取り組む課題>
**A.** 再民間化の文章を読んで、次の問いに答えてください。
(i) 引用のもとになった本の名前は何ですか。
(ii) 政府にできず企業にできる二つのことのうち、一つ目は何ですか。
(iii) 企業が優れている最大の理由は何の機能にあるとされていますか。
**B.** 再民間化の文章で「#」が付いている語句を、出てくる順にすべて挙げてください。
**C.** 再民間化の文章のうち、「2月19日 Reprivatization 再民間化の必要」から「軟である。(『断絶の時代』)」までの部分を、そのまま書き写してください。

提示文>
◇ ◇ ◇

2月19日 Reprivatization 再民間化の必要
おはようございます。 今朝も #ドラッカー道 #ドラッカー #365の金言 から人生と学びを深めていこうと思います。
本日 #2月19日
#企業が優れている最大の理由は赤字の機能にある 。
再民間化とは、家族やコミュニティが担いきれなくなったために政府に任された仕事を、政府以外の組織に戻すことである。再民間化に企業が適しているのは、それがイノベーションのための組織だからである。他の組織はすべて、変化を阻止するか、少なくとも緩和するためにつくられている。それらは、やむをえざるときに不承不承イノベーションを行なう。
しかも企業には、政府に不可能な二つのことができる。第一に、事業をやめることができる。市場で活動しているならば事業をやめざるをえなくことがある。第二に、企業は社会がその消滅を許す唯一の組織である。企業は仕事ぶりを厳しく評価される。消費者は製品がどれだけ役に立つかだけを考える。役に立たなければ、それをつくった企業が消滅しても残念とは思わない。投資家も残念とは思わない。
企業が優れている最大の理由は、利益の機能にあるのではない。赤字の機能にある。だからこそ企業は、あらゆる組織のうち最も適応性に富み、最も柔軟である。(『断絶の時代』)
ACTION POINT
#すでに刑務所の運営や軍事上の役務が民間企業に委託されています 。
#さらに予想されるものを列挙し民間委託の利点をあげてください 。

◇ ◇ ◇

指示表現によるポイント指定データ:

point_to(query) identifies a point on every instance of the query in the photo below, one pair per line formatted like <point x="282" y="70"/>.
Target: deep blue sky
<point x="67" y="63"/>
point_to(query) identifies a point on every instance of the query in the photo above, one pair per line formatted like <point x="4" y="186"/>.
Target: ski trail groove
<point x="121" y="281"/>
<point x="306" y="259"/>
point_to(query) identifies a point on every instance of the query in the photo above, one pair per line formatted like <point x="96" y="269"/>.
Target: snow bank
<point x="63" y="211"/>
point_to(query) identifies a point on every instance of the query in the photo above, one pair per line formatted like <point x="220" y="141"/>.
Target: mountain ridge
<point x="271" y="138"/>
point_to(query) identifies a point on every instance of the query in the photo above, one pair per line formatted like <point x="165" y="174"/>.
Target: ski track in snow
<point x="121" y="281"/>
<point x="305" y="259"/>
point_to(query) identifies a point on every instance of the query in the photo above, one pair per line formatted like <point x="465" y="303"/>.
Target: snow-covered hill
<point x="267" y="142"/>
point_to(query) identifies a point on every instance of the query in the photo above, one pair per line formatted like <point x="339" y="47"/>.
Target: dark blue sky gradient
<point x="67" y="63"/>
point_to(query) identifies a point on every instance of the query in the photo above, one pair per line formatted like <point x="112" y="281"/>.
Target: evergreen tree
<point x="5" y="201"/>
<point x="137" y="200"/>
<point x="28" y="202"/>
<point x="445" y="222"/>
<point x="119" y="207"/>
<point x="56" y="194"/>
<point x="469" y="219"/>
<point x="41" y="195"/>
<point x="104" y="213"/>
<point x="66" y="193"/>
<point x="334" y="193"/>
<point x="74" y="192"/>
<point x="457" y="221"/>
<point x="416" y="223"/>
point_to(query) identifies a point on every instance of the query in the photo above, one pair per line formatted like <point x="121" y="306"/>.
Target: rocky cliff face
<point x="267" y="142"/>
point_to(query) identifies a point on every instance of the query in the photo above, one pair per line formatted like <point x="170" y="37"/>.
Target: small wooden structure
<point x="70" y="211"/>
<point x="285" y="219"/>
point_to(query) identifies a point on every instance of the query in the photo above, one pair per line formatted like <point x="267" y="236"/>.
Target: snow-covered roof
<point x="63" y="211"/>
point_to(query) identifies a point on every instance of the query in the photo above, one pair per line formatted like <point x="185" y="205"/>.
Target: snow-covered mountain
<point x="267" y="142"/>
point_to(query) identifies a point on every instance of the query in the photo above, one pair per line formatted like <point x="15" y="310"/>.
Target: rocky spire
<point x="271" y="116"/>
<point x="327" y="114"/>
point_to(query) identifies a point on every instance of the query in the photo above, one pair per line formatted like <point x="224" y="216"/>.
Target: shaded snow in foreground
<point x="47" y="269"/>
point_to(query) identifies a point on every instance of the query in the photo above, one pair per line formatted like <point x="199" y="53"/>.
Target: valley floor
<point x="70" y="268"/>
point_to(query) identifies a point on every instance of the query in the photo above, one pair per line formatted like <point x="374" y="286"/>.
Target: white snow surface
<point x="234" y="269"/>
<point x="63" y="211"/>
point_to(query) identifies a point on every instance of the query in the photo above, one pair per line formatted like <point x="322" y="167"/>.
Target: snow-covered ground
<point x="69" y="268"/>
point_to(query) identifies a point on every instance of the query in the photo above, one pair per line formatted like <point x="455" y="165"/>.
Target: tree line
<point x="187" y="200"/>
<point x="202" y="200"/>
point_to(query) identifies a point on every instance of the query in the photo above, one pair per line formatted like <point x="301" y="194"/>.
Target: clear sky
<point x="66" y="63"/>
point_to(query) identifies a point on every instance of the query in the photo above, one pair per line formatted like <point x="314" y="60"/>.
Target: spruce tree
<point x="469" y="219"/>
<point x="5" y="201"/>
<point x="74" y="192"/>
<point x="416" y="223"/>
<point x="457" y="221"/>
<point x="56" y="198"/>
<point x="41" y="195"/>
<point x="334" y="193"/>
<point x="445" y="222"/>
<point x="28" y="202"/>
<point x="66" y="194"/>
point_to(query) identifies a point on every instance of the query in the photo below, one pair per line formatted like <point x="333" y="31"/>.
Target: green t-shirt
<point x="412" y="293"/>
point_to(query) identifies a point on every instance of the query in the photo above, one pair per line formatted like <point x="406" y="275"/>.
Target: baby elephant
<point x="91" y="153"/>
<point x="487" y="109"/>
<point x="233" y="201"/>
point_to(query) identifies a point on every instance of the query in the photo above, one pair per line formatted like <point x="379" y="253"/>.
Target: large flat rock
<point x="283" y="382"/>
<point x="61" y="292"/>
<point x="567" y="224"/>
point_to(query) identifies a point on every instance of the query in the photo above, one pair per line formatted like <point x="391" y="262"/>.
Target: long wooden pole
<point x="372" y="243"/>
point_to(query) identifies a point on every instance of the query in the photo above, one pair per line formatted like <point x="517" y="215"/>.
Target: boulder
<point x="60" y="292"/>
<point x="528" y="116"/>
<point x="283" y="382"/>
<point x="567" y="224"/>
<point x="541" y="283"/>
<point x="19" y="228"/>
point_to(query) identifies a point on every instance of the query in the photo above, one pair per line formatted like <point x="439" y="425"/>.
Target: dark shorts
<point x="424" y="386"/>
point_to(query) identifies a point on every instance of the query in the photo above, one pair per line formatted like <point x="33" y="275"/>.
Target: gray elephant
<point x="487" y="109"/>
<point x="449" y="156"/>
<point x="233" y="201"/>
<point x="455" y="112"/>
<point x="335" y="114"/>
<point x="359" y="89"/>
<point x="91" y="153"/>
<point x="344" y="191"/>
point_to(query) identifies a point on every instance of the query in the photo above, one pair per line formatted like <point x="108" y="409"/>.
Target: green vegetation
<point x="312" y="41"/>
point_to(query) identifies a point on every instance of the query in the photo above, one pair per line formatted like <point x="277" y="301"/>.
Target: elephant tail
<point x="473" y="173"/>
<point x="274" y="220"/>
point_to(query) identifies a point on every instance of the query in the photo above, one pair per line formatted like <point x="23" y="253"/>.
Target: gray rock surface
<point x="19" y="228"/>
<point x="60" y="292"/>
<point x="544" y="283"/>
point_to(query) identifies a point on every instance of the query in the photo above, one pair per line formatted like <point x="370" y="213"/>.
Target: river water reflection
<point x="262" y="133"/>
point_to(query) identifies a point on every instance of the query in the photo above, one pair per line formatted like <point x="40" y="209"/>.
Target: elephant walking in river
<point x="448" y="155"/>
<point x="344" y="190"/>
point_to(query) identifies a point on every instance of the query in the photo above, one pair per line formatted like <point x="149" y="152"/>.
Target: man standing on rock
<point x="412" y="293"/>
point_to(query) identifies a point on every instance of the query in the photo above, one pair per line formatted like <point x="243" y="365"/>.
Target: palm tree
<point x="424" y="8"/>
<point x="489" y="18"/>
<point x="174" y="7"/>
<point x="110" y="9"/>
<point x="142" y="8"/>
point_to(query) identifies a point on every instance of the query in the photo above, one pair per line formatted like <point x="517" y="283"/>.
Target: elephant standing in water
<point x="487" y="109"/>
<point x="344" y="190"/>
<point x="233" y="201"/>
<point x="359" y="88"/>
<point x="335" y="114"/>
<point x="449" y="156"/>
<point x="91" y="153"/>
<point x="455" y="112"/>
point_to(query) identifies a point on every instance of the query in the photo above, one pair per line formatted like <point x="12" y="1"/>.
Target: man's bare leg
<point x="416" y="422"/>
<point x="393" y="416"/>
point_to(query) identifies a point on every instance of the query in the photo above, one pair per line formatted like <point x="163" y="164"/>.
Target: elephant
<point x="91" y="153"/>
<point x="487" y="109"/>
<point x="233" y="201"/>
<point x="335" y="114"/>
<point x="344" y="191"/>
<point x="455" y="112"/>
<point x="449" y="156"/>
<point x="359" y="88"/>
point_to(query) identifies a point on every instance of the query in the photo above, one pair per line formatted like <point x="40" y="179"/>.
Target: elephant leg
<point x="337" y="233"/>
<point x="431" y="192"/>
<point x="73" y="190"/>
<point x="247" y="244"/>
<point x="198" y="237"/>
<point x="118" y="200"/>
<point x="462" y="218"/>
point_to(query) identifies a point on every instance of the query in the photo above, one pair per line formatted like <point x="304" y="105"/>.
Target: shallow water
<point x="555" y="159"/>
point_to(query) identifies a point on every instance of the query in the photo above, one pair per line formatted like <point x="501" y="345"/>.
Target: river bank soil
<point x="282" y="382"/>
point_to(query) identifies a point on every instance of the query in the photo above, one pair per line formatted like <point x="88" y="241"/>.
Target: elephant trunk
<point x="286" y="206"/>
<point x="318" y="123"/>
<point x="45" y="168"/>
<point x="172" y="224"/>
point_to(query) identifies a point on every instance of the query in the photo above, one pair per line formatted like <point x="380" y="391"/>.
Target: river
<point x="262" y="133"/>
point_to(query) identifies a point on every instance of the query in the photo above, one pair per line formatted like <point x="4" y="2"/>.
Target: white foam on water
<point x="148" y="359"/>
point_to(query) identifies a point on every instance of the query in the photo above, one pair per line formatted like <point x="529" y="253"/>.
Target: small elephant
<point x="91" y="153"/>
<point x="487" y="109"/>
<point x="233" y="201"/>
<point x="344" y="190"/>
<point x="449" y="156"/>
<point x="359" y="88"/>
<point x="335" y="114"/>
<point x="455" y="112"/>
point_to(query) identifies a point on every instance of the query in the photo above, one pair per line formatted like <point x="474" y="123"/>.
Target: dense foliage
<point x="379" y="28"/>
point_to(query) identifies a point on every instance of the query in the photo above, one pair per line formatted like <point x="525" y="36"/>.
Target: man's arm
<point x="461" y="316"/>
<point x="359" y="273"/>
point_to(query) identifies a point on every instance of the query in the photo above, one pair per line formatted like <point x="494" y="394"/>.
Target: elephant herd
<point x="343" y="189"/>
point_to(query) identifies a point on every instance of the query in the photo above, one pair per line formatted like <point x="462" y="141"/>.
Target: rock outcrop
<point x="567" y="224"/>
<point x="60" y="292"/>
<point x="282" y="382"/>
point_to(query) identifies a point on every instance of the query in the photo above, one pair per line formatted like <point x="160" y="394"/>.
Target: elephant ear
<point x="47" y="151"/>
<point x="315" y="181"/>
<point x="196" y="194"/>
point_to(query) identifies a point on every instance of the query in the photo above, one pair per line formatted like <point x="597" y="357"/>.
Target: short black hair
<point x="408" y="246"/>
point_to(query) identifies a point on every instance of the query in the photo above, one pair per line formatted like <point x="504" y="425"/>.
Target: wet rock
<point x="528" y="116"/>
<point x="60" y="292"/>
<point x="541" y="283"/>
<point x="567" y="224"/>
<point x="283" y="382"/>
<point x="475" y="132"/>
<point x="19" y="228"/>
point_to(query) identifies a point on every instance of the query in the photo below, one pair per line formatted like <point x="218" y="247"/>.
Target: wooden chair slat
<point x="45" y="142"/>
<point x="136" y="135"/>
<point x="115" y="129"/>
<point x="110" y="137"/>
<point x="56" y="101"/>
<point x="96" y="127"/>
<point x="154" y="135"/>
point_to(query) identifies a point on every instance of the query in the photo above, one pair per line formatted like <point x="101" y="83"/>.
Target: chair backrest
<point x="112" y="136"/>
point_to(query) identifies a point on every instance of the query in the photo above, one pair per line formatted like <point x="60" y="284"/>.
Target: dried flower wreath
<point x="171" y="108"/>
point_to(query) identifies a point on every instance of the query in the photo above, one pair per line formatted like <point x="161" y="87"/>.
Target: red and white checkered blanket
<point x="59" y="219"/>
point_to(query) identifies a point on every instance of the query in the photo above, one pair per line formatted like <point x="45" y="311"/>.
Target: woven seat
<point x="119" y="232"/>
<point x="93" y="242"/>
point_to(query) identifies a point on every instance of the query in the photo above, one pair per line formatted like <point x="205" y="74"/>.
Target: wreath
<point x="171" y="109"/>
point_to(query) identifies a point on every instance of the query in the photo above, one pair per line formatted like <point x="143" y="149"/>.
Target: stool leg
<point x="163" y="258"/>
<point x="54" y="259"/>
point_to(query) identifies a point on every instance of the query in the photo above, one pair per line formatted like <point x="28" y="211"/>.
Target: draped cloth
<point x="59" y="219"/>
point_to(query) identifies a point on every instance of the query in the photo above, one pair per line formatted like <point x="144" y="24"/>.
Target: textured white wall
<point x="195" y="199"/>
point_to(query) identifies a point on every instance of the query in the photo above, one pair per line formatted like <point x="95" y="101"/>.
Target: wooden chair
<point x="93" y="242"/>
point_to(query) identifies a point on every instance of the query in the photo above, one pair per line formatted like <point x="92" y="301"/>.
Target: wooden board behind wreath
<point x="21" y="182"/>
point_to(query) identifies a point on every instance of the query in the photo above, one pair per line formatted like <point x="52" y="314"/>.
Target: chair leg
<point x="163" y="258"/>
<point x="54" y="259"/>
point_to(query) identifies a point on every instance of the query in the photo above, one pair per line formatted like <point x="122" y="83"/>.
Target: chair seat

◇ ◇ ◇

解答>
**A.**
(i) 『断絶の時代』
(ii) 事業をやめることができること
(iii) 赤字の機能

**B.**
#ドラッカー道
#ドラッカー
#365の金言
#2月19日
#企業が優れている最大の理由は赤字の機能にある
#すでに刑務所の運営や軍事上の役務が民間企業に委託されています
#さらに予想されるものを列挙し民間委託の利点をあげてください

**C.**
2月19日 Reprivatization 再民間化の必要
おはようございます。 今朝も #ドラッカー道 #ドラッカー #365の金言 から人生と学びを深めていこうと思います。
本日 #2月19日
#企業が優れている最大の理由は赤字の機能にある 。
再民間化とは、家族やコミュニティが担いきれなくなったために政府に任された仕事を、政府以外の組織に戻すことである。再民間化に企業が適しているのは、それがイノベーションのための組織だからである。他の組織はすべて、変化を阻止するか、少なくとも緩和するためにつくられている。それらは、やむをえざるときに不承不承イノベーションを行なう。
しかも企業には、政府に不可能な二つのことができる。第一に、事業をやめることができる。市場で活動しているならば事業をやめざるをえなくことがある。第二に、企業は社会がその消滅を許す唯一の組織である。企業は仕事ぶりを厳しく評価される。消費者は製品がどれだけ役に立つかだけを考える。役に立たなければ、それをつくった企業が消滅しても残念とは思わない。投資家も残念とは思わない。
企業が優れている最大の理由は、利益の機能にあるのではない。赤字の機能にある。だからこそ企業は、あらゆる組織のうち最も適応性に富み、最も柔軟である。(『断絶の時代』)